**EXTRACT:**
A Quick Look: Cast Iron Chicken Thighs
- Cooking time: 30 minutes total, with less than 5 minutes of prep time.
- Servings – This will serve 4 people, about 1-2 chicken thighs per person.
- Ingredients: Only 5 ingredients including bone-in chicken thighs, shallots, and carrots.
- When to serve: Any time of year, but especially great in the fall or spring. Perfect for when you need an easy meal with minimal ingredients.
- Dietary information: Fits a gluten free and dairy free diet. Also a Mediterranean diet, and Heal Your Headache diet. It’s also low sodium depending on how you season the chicken thighs.
- Why you’ll love it: These cast iron skillet chicken thighs all cook in one pan for easy clean up with a built in side dish of roasted carrots and shallots. The cold skillet method of cooking produces the crispiest skin!

**EXTRACTED MATERIAL:**
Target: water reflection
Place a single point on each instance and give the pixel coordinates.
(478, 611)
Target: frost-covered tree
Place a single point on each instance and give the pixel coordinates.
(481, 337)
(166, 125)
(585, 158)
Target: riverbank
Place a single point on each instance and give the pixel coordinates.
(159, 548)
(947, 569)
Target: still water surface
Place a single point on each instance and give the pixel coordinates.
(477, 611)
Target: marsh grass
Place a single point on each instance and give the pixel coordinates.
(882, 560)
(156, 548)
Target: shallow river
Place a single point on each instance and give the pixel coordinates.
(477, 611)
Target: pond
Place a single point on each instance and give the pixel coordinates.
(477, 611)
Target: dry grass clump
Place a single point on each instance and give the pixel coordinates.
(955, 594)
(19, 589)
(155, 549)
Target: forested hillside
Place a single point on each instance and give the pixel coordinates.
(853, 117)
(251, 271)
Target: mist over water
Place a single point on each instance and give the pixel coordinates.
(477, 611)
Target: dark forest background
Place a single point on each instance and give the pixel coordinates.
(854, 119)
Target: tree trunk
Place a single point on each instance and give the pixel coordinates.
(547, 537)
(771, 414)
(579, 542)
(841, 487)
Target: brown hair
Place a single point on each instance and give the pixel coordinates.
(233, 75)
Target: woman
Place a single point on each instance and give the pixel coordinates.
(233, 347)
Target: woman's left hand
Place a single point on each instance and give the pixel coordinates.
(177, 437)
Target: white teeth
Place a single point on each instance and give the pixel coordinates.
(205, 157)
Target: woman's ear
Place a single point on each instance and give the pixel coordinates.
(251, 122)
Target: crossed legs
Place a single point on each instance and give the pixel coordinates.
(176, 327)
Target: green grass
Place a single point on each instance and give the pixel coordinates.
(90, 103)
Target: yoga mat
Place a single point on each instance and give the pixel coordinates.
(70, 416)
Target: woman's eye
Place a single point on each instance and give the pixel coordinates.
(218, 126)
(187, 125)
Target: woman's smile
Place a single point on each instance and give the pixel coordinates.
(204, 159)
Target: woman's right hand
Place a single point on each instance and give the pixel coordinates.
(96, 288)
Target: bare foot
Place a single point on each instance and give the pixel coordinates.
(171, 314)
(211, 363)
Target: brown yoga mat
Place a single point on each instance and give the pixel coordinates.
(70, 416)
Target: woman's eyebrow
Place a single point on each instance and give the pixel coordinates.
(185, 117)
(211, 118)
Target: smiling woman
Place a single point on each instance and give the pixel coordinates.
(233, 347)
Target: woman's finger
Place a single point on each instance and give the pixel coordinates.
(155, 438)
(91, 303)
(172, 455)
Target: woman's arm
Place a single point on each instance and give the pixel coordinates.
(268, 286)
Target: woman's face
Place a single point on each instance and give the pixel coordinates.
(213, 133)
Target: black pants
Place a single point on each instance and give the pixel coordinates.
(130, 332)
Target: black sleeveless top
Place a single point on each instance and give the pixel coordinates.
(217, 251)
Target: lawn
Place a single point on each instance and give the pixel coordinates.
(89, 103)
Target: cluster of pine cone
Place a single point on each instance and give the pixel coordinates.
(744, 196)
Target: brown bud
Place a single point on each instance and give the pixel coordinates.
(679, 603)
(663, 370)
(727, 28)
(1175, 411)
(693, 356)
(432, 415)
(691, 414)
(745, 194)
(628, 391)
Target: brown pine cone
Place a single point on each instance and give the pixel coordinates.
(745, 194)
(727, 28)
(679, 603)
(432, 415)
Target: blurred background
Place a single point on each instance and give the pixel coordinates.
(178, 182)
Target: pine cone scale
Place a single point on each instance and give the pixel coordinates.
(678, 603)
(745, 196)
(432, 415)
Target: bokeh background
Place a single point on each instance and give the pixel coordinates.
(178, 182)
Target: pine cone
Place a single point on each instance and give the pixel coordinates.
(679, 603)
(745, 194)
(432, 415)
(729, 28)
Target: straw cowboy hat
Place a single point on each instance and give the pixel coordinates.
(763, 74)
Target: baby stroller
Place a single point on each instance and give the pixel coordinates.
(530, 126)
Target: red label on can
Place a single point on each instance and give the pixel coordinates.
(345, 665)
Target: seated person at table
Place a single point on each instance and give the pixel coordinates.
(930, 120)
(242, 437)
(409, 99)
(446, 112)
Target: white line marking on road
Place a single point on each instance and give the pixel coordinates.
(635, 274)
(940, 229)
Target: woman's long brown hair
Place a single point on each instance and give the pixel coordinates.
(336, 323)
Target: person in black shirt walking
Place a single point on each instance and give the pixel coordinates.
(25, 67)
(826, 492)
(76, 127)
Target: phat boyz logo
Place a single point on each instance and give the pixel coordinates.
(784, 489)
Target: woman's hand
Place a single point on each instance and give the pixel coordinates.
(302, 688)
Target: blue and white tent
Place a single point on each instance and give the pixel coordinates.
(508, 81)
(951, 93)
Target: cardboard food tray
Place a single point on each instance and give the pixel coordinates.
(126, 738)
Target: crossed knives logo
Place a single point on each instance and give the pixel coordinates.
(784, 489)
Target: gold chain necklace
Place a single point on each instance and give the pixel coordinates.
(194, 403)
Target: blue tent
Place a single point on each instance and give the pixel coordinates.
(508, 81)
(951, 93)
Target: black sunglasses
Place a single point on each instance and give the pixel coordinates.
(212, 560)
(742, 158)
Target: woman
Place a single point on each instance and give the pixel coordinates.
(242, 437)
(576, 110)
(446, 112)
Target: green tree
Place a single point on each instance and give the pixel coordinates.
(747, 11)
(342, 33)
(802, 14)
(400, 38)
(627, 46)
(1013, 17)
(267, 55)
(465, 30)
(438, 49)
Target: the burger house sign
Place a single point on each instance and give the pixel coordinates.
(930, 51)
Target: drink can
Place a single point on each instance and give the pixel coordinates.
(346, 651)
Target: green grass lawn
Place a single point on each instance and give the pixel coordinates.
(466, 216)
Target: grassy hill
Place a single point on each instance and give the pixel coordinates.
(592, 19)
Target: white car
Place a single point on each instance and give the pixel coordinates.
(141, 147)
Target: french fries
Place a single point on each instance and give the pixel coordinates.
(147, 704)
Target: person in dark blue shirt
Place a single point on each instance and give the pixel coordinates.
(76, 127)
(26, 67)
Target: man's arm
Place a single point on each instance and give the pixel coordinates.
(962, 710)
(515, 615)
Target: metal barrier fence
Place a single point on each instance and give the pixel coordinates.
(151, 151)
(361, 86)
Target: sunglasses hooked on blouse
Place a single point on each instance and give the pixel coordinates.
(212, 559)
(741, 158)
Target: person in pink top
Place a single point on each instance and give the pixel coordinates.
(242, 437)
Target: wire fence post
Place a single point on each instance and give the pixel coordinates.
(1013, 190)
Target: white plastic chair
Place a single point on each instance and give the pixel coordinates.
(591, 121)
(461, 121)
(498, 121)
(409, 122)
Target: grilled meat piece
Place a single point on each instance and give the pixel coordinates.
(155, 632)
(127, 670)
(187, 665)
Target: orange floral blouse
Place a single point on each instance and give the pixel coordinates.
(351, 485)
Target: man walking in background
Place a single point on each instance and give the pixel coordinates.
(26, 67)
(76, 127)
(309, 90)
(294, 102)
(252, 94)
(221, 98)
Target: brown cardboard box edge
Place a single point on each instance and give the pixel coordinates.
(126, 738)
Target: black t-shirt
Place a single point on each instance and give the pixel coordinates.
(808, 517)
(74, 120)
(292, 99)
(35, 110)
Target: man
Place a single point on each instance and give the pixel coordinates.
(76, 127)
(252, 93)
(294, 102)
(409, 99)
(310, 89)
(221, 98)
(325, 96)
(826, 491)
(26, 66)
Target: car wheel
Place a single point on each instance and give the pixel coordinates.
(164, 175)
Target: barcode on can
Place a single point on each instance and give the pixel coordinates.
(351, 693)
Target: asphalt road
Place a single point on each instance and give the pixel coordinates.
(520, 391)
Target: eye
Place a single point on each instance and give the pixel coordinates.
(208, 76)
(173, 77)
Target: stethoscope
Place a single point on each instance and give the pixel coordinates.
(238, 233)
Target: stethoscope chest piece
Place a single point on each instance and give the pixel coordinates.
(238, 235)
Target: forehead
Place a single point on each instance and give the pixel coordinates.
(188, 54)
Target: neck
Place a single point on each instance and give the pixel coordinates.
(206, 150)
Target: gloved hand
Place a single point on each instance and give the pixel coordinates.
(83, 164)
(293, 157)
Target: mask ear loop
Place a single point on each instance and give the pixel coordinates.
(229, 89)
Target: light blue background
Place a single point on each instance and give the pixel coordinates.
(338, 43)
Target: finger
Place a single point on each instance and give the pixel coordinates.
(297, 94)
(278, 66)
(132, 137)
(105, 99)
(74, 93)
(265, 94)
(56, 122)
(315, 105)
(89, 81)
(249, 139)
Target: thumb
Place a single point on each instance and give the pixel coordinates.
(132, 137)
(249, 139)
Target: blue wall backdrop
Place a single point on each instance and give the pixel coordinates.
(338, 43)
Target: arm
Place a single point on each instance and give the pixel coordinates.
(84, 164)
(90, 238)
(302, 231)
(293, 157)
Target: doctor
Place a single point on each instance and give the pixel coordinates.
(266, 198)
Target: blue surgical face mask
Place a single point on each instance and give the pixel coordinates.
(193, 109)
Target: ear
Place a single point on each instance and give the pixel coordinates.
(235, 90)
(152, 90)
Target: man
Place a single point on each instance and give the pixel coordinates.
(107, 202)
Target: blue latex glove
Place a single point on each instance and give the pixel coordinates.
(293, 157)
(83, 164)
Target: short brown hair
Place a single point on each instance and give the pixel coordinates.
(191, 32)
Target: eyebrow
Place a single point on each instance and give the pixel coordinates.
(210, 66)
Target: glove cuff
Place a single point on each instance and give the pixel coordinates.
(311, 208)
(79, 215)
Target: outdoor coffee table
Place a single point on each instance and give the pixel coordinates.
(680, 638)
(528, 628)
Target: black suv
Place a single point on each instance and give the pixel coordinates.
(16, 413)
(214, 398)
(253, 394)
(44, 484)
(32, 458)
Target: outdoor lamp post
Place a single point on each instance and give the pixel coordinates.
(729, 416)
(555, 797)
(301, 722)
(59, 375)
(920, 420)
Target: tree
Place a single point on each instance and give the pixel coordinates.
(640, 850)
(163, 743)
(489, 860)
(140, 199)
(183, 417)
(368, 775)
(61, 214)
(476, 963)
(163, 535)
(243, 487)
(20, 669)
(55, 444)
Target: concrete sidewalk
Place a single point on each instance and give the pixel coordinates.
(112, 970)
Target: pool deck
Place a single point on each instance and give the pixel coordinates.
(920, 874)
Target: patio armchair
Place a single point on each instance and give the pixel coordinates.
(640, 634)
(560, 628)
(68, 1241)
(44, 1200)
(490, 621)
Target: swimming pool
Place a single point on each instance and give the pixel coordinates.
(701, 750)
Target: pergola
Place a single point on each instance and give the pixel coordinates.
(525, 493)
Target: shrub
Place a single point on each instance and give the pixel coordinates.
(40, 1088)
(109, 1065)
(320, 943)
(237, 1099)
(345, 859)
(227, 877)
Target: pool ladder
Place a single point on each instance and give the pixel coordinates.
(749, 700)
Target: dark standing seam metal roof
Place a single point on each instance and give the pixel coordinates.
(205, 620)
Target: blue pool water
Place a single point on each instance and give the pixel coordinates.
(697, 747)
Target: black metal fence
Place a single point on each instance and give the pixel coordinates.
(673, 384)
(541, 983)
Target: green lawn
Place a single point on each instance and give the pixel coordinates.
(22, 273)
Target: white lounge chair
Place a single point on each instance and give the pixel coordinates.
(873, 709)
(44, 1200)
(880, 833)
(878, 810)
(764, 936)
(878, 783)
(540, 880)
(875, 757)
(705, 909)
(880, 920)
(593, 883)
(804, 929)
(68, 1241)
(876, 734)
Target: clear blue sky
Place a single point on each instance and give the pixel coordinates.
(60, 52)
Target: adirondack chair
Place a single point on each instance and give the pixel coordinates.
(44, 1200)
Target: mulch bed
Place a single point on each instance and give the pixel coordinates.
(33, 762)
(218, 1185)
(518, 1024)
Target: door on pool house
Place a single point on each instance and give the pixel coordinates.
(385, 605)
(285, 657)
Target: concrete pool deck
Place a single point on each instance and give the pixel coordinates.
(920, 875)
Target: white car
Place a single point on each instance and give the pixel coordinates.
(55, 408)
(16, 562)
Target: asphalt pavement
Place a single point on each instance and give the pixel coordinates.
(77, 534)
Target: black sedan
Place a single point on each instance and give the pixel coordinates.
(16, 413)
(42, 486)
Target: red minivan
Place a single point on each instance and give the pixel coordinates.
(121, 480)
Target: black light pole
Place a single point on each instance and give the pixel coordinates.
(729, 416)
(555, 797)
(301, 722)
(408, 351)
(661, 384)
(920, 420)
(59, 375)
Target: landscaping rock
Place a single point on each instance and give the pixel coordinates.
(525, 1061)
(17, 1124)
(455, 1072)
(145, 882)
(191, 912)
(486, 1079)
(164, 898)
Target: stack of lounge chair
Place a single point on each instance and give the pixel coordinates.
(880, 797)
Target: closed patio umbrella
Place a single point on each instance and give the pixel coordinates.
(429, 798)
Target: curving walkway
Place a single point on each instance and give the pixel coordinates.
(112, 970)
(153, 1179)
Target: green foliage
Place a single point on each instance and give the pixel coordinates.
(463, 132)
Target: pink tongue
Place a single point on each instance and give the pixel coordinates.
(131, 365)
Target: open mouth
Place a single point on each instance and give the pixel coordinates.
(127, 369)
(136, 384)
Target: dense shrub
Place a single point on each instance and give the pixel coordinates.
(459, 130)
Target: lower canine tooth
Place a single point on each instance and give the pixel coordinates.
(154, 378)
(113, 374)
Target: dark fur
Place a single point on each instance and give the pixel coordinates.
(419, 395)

**EXERCISES:**
[1] List every heading that introduces a bullet point in the cast iron chicken thighs overview.
[2] Proceed with the cast iron chicken thighs overview, picking up after its final sentence.

**RESPONSE LIST:**
[1] Cooking time; Servings; Ingredients; When to serve; Dietary information; Why you'll love it

[2]
Through years of recipe testing, I’ve found the secret to the best seared chicken thighs starts with a cold cast iron pan – no oil needed. This allows the fat to render out slowly and produces the best golden brown skin. Before finishing in the oven, carrots and shallots are added for an easy side dish that pairs well with Boursin mashed potatoes.
For more great cast iron recipes, don’t miss this cast iron roast chicken, Boursin chicken, or apple cider pork chops.
Table of Contents
Ingredients

Below are some notes on the ingredients as well as a few substitutions for this crispy chicken thigh recipe. The recipe card below has the exact measurements.
- Bone-In Chicken thighs – Use bone-in, skin on chicken thighs, which are the easiest to find. Because we bake the chicken thighs in the oven after searing for the crispiest skin, bone-in provides the most flavor and gets completely cooked through. You can use boneless chicken thighs, but these will cook a little faster and are harder to find with the skin on.
- Carrots – Carrots roast incredibly well with the chicken thighs and taste amazing with this dish. It’s a built in side dish all in one pan. You can use any root vegetable – I’ve used radishes, parsnips, beets, and turnips or a mix of them all.
- Shallots – A more delicate flavor than onion, this compliments the chicken and carrots nicely.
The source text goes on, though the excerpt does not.